**EXERCISE OBJECTIVE**.
Only the text belongs in the copy: retype each record exactly as it appears.

Segment Open

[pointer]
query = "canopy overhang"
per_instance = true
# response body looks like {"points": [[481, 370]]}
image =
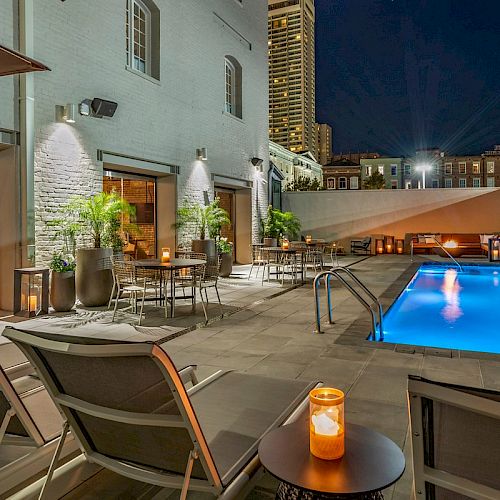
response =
{"points": [[13, 62]]}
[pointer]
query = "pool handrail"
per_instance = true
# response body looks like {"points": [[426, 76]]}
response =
{"points": [[336, 272]]}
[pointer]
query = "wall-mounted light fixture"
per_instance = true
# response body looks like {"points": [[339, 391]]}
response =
{"points": [[66, 113], [201, 154]]}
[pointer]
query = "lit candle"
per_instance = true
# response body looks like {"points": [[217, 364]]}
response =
{"points": [[165, 254], [326, 425]]}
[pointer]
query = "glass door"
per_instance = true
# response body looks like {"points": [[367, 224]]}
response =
{"points": [[139, 231]]}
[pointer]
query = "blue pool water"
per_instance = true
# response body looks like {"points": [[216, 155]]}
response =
{"points": [[443, 307]]}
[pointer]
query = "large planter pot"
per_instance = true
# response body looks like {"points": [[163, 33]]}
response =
{"points": [[62, 291], [226, 265], [94, 280], [270, 242], [205, 246]]}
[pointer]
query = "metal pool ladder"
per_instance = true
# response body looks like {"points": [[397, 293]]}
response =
{"points": [[357, 288]]}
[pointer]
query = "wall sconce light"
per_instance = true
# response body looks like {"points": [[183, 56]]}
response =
{"points": [[201, 154]]}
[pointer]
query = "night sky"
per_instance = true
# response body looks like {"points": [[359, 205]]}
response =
{"points": [[393, 76]]}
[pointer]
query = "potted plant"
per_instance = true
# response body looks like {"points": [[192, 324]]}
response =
{"points": [[225, 251], [277, 224], [62, 282], [99, 217], [203, 221]]}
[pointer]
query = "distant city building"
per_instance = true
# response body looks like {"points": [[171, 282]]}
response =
{"points": [[397, 171], [355, 157], [342, 174], [294, 165], [324, 140], [292, 74]]}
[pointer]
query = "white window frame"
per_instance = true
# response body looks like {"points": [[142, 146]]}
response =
{"points": [[229, 105], [130, 54]]}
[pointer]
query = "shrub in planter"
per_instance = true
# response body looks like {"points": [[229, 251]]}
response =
{"points": [[62, 282]]}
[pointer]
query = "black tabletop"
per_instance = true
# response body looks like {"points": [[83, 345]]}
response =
{"points": [[371, 462], [174, 263]]}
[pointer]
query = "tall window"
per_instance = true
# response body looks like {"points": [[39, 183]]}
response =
{"points": [[138, 35], [232, 87], [230, 90]]}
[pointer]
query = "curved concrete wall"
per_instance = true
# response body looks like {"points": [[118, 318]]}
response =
{"points": [[344, 214]]}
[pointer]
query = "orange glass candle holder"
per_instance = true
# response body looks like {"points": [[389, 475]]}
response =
{"points": [[165, 254], [326, 423]]}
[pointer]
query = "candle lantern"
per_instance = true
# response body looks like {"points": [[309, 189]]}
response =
{"points": [[389, 244], [326, 423], [400, 246], [494, 249], [379, 245], [165, 254], [31, 291]]}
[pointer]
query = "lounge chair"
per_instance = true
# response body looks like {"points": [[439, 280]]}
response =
{"points": [[361, 245], [456, 440], [129, 409]]}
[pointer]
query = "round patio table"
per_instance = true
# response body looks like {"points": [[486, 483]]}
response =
{"points": [[372, 462], [172, 266]]}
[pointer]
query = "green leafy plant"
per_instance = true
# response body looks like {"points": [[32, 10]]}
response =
{"points": [[304, 183], [202, 220], [100, 217], [374, 181], [224, 246], [62, 263], [278, 223]]}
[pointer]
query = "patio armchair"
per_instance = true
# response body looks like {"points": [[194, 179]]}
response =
{"points": [[150, 427], [455, 440], [361, 245]]}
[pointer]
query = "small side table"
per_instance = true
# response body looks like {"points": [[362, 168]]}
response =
{"points": [[372, 462]]}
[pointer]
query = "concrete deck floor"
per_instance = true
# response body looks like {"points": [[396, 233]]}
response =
{"points": [[276, 337]]}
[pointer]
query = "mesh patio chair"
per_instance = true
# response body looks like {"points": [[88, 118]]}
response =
{"points": [[128, 283], [455, 439], [149, 427], [258, 259], [208, 279]]}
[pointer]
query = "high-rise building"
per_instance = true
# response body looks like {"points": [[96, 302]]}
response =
{"points": [[292, 74], [324, 150]]}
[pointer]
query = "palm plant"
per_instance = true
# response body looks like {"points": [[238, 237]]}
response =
{"points": [[100, 216]]}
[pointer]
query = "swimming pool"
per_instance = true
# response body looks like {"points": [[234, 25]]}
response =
{"points": [[444, 307]]}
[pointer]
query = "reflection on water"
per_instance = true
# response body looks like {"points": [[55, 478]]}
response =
{"points": [[451, 291]]}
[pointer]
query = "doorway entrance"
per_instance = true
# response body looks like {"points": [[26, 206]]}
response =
{"points": [[138, 231]]}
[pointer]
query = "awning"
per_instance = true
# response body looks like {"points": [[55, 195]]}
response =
{"points": [[12, 62]]}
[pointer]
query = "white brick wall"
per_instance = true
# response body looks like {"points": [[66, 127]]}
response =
{"points": [[83, 43]]}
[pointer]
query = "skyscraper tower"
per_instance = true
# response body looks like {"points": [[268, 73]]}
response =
{"points": [[292, 74]]}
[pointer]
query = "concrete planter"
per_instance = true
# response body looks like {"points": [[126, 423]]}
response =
{"points": [[94, 280], [205, 246], [270, 242], [62, 291], [226, 265]]}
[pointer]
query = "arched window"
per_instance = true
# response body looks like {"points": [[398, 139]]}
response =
{"points": [[143, 37], [232, 87]]}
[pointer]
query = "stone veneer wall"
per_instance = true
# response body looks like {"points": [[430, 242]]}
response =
{"points": [[166, 120]]}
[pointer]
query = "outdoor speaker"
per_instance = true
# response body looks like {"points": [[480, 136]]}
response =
{"points": [[101, 107]]}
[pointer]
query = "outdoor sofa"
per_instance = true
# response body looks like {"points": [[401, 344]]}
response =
{"points": [[132, 414]]}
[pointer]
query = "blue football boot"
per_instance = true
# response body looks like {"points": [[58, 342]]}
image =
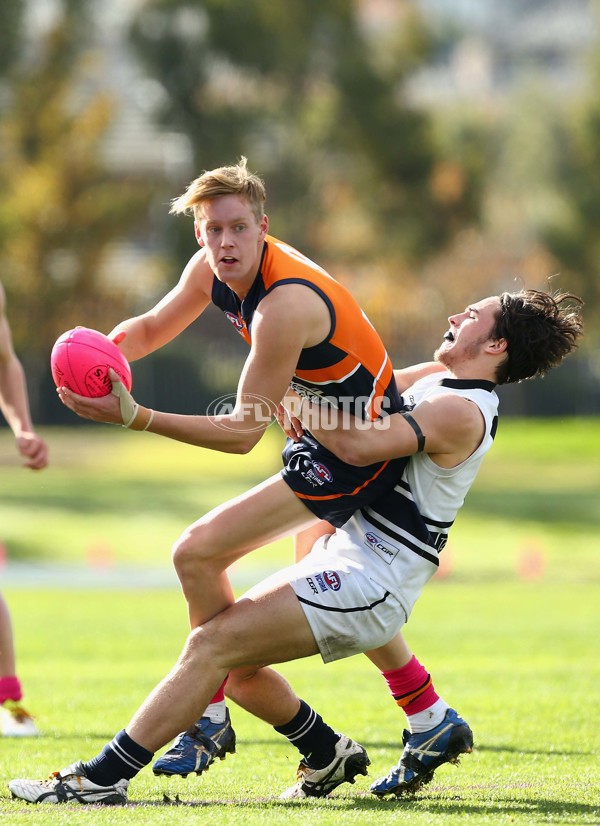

Segment Closed

**SOLUTION**.
[pointer]
query = "canopy overhang"
per_instance = true
# response body looks like {"points": [[481, 370]]}
image =
response =
{"points": [[13, 62]]}
[pointer]
query = "pool handrail"
per_instance = true
# response body looks like {"points": [[426, 76]]}
response =
{"points": [[336, 272]]}
[pointer]
query = "wall-mounted light fixture"
per_instance = true
# response body looks like {"points": [[339, 391]]}
response =
{"points": [[66, 113], [201, 154]]}
[pointer]
query = "lit candle"
per_instance = true
# response body looks like {"points": [[217, 364]]}
response =
{"points": [[165, 254], [326, 425]]}
[pointer]
query = "glass door"
per_instance = true
# response body looks like {"points": [[367, 224]]}
response =
{"points": [[139, 231]]}
[pointer]
query = "blue pool water"
per_instance = true
# response body looks like {"points": [[216, 155]]}
response =
{"points": [[443, 307]]}
[pointer]
query = "large planter pot"
per_instance = true
# response body looks like {"points": [[163, 33]]}
response =
{"points": [[62, 291], [226, 265], [94, 280], [270, 242], [205, 246]]}
[pointer]
query = "metal pool ladder"
per_instance = true
# response body looks like {"points": [[397, 293]]}
response =
{"points": [[357, 288]]}
[pointer]
query = "wall sconce light"
per_instance = true
# response body looks like {"points": [[183, 56]]}
response =
{"points": [[201, 154]]}
[pointer]
query = "night sky"
per_instance = true
# response body looks like {"points": [[359, 205]]}
response =
{"points": [[393, 76]]}
[pointer]
query = "potted plant"
per_instance = true
# response body looks like {"points": [[192, 324]]}
response =
{"points": [[225, 251], [277, 224], [62, 282], [99, 217], [203, 221]]}
[pointer]
query = "distant city building"
per_instance = true
# response body looks like {"points": [[171, 282]]}
response =
{"points": [[397, 171], [355, 157], [342, 174], [294, 165], [324, 140], [292, 74]]}
[pointer]
query = "white window frame"
per_instance = true
# response body looks like {"points": [[142, 146]]}
response =
{"points": [[229, 105], [130, 54]]}
[pointer]
query = "shrub in planter"
per_instance = true
# response body looks like {"points": [[229, 251]]}
response =
{"points": [[62, 282]]}
[pointer]
query = "black tabletop"
per_instance = true
# response body looks like {"points": [[83, 345]]}
response =
{"points": [[371, 462], [174, 263]]}
[pointer]
query = "tall window"
per_instance = true
# response body looks like {"points": [[39, 183]]}
response =
{"points": [[138, 35], [232, 87], [230, 90]]}
[pointer]
query = "curved concrete wall"
per_instance = true
# response body looks like {"points": [[118, 318]]}
response =
{"points": [[344, 214]]}
[pointer]
query = "orange glass candle holder"
per_instance = true
# response body looks like {"points": [[389, 475]]}
response =
{"points": [[165, 254], [326, 423]]}
[pointer]
query = "candle lantern"
per_instance = true
# response body looks like {"points": [[309, 189]]}
response =
{"points": [[389, 244], [326, 423], [400, 246], [494, 249], [379, 245], [165, 254], [31, 291]]}
[pointer]
query = "lounge chair"
per_instance = true
# response body looks like {"points": [[439, 280]]}
response =
{"points": [[361, 245], [456, 440], [129, 409]]}
[pointer]
query = "round patio table"
per_instance = true
# response body looks like {"points": [[486, 483]]}
response =
{"points": [[372, 462], [172, 266]]}
[pointer]
query = "green leafy plant"
per_instance = true
# response body looks like {"points": [[32, 10]]}
response =
{"points": [[304, 183], [202, 220], [100, 217], [374, 181], [224, 246], [62, 263], [278, 223]]}
[pointer]
query = "patio armchair"
per_instance = true
# response body looks like {"points": [[194, 179]]}
response =
{"points": [[150, 427], [455, 440], [361, 245]]}
[pointer]
query = "small side table"
per_instance = true
# response body looks like {"points": [[362, 168]]}
response =
{"points": [[372, 462]]}
[pointer]
query = "concrete deck floor"
per_instance = true
# response body looks like {"points": [[396, 233]]}
response =
{"points": [[276, 337]]}
[pointer]
query = "mesh patio chair"
per_instance = true
# response body looks like {"points": [[88, 118]]}
response =
{"points": [[128, 283], [455, 439], [149, 427], [258, 259], [208, 279]]}
[pointer]
query = "high-rise building"
per_instance = true
# response body looks like {"points": [[96, 302]]}
response =
{"points": [[292, 74], [324, 150]]}
[pointer]
query = "palm plant"
per_instance = true
# response body looks like {"points": [[238, 237]]}
response =
{"points": [[100, 216]]}
[pointer]
query = "swimming pool"
per_instance = true
# response body looks like {"points": [[234, 25]]}
response =
{"points": [[444, 307]]}
[pointer]
query = "reflection on water"
per_instance = true
# response body looks like {"points": [[55, 478]]}
response =
{"points": [[451, 291]]}
[pointer]
query = "doorway entrance"
per_instance = true
# response body looks like {"points": [[26, 206]]}
response =
{"points": [[138, 231]]}
[pointer]
query = "awning"
per_instance = true
# response body looks like {"points": [[55, 195]]}
response =
{"points": [[12, 62]]}
[pointer]
query = "white brick wall"
per_instance = true
# response body looks like {"points": [[66, 127]]}
response =
{"points": [[83, 43]]}
[pointer]
query = "skyscraper tower"
per_instance = true
# response body looks like {"points": [[268, 73]]}
response =
{"points": [[292, 74]]}
[pointer]
query = "concrete planter"
per_instance = true
# response body looks like {"points": [[126, 423]]}
response =
{"points": [[94, 280], [205, 246], [270, 242], [62, 291], [226, 265]]}
[pointer]
query = "arched window"
per_instance = true
# response body looks like {"points": [[398, 139]]}
response =
{"points": [[143, 37], [232, 87]]}
[pointer]
query = "stone veneer wall"
per_instance = true
# response body looks like {"points": [[430, 242]]}
response =
{"points": [[166, 120]]}
[pointer]
query = "outdoor speaker"
per_instance = true
# response body looks like {"points": [[480, 136]]}
response =
{"points": [[101, 107]]}
[pointer]
query = "outdoor sofa"
per_instance = true
# response body looks like {"points": [[401, 344]]}
response =
{"points": [[132, 414]]}
[pointer]
query = "blue football boot"
per_instance = true
# response body looks like {"points": [[58, 342]]}
image =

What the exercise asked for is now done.